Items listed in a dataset
┏━━
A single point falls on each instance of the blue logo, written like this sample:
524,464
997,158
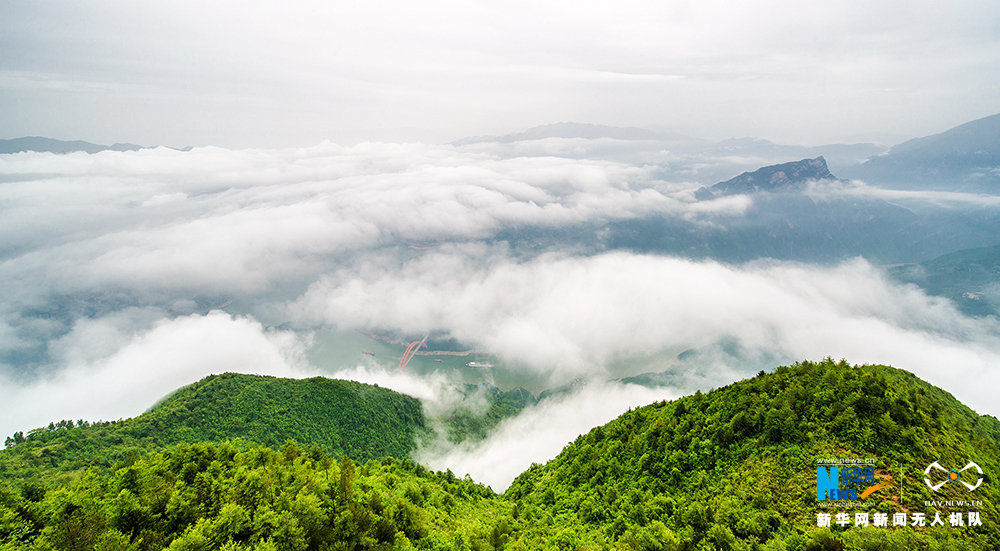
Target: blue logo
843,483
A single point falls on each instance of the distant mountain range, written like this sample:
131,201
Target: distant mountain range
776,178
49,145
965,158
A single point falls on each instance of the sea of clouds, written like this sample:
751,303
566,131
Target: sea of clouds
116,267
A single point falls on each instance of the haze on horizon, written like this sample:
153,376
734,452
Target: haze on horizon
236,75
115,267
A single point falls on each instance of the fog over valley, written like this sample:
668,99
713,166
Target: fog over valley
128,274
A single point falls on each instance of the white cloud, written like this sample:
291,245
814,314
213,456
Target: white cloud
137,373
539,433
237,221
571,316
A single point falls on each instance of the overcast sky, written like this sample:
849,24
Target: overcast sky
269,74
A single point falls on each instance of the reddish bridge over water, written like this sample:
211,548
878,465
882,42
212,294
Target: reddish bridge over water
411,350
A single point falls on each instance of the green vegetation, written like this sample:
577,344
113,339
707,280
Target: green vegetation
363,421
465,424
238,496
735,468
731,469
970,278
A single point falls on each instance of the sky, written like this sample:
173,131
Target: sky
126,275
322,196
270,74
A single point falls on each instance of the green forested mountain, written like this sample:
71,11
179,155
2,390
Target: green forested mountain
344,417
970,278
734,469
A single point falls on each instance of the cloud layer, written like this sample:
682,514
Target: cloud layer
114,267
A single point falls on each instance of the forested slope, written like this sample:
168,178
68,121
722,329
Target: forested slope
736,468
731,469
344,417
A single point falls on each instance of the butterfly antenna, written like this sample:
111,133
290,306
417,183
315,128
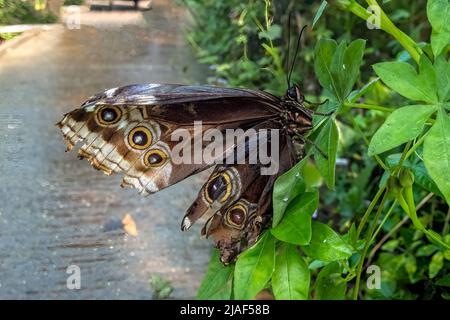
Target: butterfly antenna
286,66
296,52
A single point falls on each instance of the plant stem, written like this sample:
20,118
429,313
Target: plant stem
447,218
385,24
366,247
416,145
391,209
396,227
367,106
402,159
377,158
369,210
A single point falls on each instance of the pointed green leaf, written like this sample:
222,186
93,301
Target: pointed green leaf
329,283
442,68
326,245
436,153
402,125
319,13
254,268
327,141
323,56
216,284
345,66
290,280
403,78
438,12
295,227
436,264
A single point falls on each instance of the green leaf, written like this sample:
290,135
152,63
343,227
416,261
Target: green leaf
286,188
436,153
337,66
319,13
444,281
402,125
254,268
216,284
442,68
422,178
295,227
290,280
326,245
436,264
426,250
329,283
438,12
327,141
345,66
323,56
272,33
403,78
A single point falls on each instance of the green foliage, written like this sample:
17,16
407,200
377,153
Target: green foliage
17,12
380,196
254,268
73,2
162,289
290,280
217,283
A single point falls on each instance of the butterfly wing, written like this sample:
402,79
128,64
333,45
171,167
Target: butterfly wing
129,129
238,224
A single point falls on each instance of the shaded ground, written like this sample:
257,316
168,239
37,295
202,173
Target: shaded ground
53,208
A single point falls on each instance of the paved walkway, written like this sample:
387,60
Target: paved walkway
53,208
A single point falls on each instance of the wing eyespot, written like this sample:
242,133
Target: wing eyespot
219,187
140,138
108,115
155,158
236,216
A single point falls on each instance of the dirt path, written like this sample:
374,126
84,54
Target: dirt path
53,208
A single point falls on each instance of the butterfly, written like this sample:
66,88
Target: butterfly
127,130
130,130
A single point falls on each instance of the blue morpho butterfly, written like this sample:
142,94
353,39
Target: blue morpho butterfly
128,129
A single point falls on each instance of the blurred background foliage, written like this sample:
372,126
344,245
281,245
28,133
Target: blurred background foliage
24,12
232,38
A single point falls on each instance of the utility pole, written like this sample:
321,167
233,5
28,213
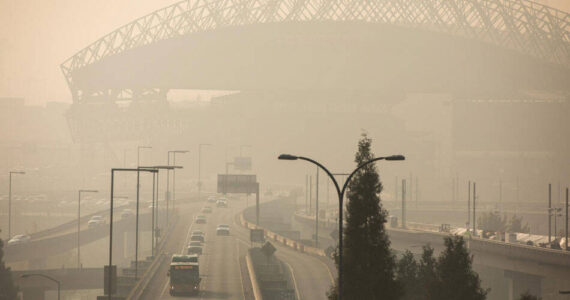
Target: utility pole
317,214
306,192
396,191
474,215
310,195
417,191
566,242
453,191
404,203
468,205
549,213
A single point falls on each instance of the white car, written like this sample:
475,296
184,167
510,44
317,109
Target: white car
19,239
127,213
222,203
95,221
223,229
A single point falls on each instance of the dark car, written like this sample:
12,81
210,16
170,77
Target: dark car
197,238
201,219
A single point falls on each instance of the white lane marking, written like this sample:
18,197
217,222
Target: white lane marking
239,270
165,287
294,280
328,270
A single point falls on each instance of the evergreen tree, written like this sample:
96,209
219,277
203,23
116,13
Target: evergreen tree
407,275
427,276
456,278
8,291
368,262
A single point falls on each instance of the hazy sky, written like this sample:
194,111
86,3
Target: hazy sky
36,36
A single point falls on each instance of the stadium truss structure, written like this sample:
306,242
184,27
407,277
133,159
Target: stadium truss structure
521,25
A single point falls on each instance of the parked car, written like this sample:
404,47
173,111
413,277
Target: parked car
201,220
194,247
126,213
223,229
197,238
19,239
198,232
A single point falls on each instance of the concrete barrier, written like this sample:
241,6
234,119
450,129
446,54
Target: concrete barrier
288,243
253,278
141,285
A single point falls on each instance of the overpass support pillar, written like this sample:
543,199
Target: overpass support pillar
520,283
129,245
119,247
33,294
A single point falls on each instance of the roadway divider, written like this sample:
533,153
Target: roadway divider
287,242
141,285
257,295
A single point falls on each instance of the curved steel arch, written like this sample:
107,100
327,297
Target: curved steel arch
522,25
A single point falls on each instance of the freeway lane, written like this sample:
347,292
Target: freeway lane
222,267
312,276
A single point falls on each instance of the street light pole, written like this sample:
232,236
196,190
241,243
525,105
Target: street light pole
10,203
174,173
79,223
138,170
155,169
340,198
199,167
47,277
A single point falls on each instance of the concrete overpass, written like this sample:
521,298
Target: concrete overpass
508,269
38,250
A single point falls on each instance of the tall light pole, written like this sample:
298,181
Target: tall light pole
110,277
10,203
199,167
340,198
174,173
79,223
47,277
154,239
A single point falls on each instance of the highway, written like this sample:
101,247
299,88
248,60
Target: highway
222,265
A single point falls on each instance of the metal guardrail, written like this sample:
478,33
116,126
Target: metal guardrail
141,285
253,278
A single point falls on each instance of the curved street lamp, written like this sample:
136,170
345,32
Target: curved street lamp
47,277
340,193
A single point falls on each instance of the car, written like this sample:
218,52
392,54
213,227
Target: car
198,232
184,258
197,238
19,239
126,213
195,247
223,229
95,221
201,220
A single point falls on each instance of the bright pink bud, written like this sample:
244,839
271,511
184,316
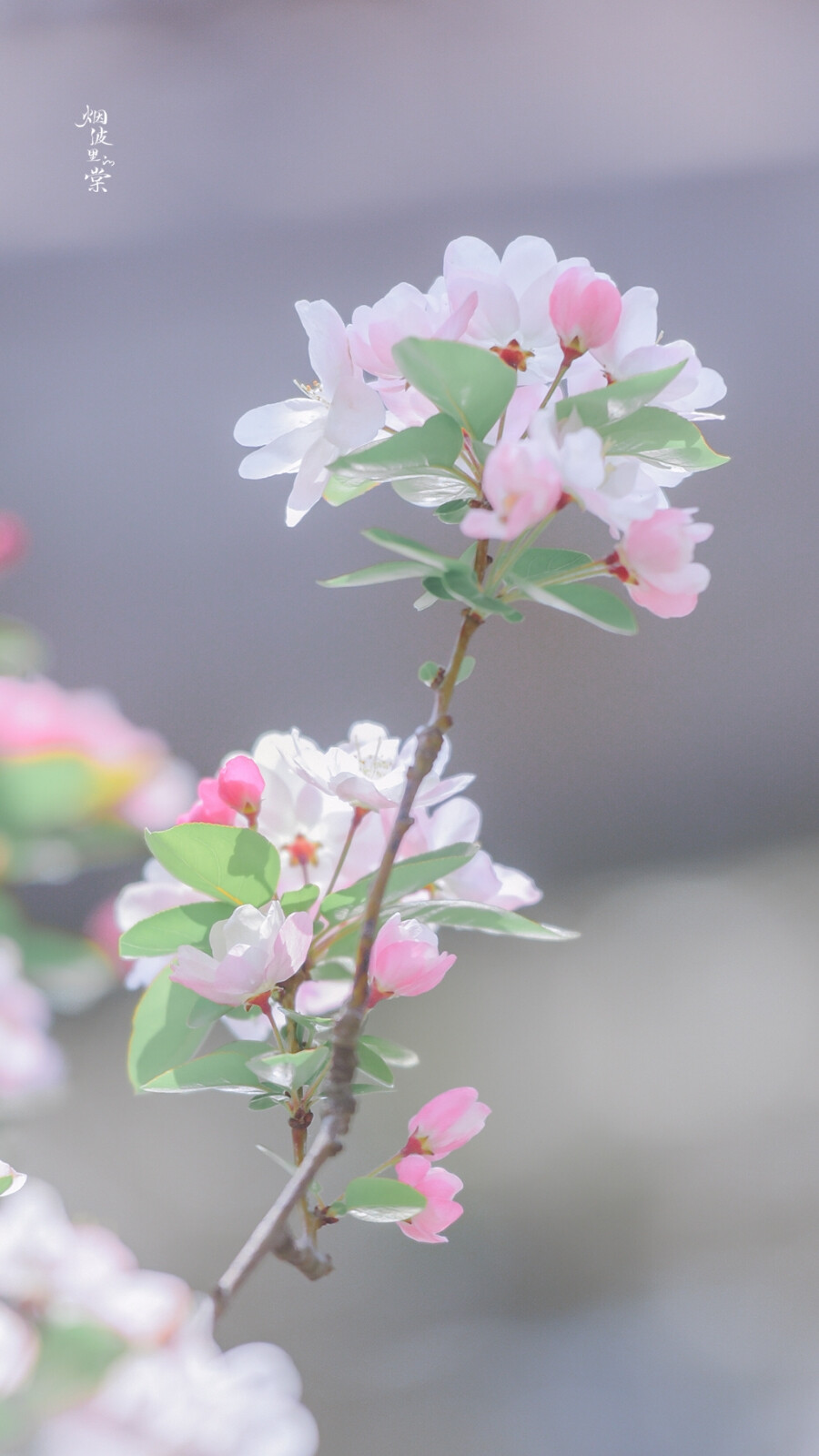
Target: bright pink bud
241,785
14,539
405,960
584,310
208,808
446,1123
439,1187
┗━━
┏━━
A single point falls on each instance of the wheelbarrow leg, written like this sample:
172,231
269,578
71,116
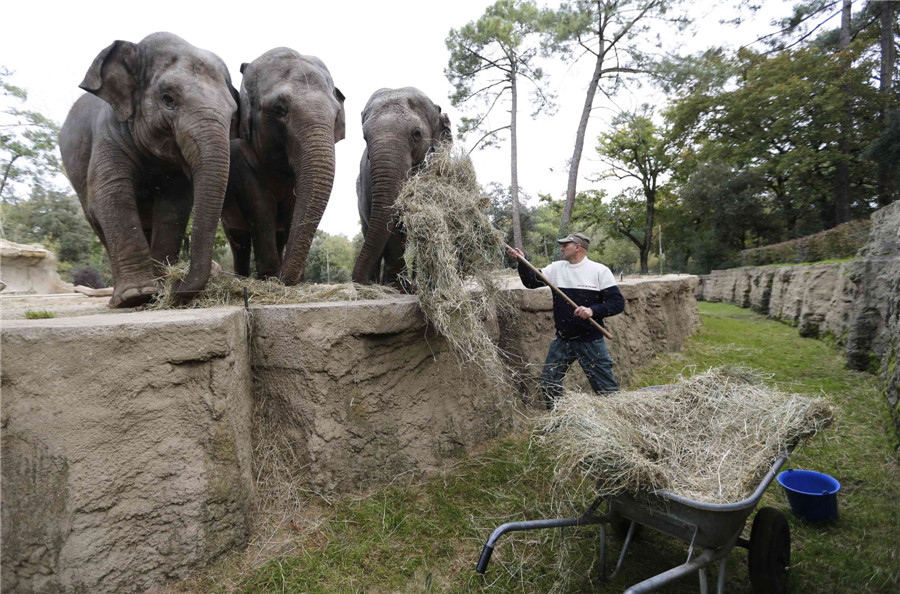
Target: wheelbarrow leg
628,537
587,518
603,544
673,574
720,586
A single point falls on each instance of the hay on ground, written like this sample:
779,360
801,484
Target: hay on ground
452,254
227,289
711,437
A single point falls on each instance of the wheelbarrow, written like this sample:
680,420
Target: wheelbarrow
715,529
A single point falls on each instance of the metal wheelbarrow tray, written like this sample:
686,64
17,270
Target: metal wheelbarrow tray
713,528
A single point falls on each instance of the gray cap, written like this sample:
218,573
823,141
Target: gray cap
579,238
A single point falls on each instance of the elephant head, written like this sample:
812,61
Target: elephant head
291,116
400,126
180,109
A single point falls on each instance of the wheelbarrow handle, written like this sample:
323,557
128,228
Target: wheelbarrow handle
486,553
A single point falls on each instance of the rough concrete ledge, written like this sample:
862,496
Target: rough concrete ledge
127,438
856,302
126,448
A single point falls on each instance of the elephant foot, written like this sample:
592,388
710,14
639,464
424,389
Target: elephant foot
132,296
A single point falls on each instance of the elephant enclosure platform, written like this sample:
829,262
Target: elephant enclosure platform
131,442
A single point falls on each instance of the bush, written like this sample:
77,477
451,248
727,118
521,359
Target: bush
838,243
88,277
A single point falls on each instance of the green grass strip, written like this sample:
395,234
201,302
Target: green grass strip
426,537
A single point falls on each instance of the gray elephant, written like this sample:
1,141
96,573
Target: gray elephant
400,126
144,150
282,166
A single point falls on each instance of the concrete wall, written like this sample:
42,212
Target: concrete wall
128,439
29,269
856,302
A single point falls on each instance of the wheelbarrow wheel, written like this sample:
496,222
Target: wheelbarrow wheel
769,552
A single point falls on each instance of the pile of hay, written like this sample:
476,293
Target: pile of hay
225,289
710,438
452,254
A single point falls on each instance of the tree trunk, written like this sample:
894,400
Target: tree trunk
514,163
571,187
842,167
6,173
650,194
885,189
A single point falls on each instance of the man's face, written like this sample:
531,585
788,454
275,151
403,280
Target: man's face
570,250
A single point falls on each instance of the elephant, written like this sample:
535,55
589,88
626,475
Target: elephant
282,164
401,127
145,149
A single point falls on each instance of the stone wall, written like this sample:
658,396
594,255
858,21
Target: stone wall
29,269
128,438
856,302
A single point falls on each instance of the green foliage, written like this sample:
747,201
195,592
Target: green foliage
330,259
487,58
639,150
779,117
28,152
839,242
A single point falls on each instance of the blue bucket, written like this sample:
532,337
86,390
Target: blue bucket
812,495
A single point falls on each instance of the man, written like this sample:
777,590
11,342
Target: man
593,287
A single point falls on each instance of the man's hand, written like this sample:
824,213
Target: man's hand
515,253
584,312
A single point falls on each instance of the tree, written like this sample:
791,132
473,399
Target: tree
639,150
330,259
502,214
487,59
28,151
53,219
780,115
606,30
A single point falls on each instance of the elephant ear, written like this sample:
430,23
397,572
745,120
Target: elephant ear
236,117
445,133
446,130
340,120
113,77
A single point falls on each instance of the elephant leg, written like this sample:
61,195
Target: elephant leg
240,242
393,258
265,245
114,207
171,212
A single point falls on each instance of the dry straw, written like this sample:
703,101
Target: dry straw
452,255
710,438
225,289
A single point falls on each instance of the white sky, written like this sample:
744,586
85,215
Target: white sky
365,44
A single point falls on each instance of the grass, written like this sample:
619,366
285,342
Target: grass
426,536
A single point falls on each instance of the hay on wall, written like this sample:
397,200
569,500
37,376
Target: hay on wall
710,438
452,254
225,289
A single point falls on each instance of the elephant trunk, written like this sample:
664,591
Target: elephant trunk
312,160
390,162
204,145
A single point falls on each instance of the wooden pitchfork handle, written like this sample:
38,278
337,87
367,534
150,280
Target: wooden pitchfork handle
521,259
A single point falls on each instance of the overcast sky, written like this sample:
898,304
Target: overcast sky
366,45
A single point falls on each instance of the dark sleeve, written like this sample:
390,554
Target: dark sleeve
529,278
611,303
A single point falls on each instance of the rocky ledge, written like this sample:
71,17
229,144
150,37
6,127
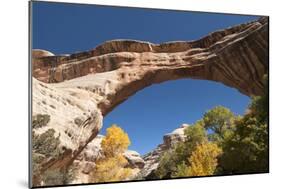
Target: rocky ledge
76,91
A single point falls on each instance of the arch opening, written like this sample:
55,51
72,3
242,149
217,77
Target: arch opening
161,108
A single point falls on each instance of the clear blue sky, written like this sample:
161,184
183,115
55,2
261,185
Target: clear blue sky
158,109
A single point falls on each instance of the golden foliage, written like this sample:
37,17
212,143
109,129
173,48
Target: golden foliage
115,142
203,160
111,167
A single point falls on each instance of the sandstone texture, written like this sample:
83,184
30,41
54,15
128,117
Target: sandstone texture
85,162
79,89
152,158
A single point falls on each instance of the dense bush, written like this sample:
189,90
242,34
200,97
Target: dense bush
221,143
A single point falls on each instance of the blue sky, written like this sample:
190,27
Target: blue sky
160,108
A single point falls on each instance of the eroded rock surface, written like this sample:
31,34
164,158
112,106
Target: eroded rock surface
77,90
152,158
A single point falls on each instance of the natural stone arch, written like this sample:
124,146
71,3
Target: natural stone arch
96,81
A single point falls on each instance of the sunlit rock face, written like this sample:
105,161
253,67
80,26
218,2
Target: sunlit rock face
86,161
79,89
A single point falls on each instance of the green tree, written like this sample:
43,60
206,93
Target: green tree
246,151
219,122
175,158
┗━━
┏━━
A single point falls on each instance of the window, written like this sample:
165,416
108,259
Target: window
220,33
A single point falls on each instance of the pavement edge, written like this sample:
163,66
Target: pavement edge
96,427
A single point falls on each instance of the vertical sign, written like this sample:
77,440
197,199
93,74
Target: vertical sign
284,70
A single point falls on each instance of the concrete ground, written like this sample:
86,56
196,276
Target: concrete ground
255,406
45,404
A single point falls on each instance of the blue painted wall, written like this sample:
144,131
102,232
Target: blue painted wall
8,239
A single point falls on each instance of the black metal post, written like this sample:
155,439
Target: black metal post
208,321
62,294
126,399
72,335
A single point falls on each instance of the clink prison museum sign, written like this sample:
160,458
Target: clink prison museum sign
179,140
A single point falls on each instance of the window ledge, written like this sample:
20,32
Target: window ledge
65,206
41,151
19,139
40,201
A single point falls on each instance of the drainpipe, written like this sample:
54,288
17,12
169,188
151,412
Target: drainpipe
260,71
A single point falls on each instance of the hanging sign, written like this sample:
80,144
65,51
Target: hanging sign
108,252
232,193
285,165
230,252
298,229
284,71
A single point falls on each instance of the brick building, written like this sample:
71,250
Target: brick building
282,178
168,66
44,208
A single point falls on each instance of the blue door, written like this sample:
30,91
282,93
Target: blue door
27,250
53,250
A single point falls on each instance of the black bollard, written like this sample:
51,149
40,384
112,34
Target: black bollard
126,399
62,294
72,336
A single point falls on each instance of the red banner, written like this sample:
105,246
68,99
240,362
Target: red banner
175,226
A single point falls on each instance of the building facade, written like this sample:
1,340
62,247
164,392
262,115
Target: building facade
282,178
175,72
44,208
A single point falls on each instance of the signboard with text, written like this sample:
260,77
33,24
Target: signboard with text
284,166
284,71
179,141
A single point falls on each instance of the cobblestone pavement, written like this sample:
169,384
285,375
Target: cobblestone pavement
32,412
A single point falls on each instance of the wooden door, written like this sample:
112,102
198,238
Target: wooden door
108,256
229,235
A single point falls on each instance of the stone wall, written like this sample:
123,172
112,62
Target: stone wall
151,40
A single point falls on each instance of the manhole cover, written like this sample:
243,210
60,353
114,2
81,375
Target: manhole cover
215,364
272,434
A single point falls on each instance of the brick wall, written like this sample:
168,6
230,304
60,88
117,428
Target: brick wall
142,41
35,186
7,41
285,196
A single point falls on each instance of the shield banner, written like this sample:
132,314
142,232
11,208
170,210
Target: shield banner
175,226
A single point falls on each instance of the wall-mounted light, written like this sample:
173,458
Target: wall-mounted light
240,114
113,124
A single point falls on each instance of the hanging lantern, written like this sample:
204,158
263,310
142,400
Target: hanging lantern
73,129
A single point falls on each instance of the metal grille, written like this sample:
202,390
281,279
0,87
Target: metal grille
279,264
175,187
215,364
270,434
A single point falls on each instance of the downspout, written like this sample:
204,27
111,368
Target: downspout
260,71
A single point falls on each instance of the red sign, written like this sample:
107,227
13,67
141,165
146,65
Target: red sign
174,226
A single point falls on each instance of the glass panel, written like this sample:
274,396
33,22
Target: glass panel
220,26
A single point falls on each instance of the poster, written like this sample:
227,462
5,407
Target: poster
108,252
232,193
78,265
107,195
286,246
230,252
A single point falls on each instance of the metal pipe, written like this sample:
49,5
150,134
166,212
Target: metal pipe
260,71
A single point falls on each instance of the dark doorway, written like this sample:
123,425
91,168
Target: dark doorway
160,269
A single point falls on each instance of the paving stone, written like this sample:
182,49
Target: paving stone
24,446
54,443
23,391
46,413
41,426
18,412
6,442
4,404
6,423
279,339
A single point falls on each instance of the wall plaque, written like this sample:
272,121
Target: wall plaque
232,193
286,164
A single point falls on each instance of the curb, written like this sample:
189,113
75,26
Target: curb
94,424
┗━━
## [Short exercise]
Return every line of the data above that contains the string "strip", matching case exactly.

## [Task output]
A single point falls on each instance of the green grass strip, written like this sample:
Target: green grass strip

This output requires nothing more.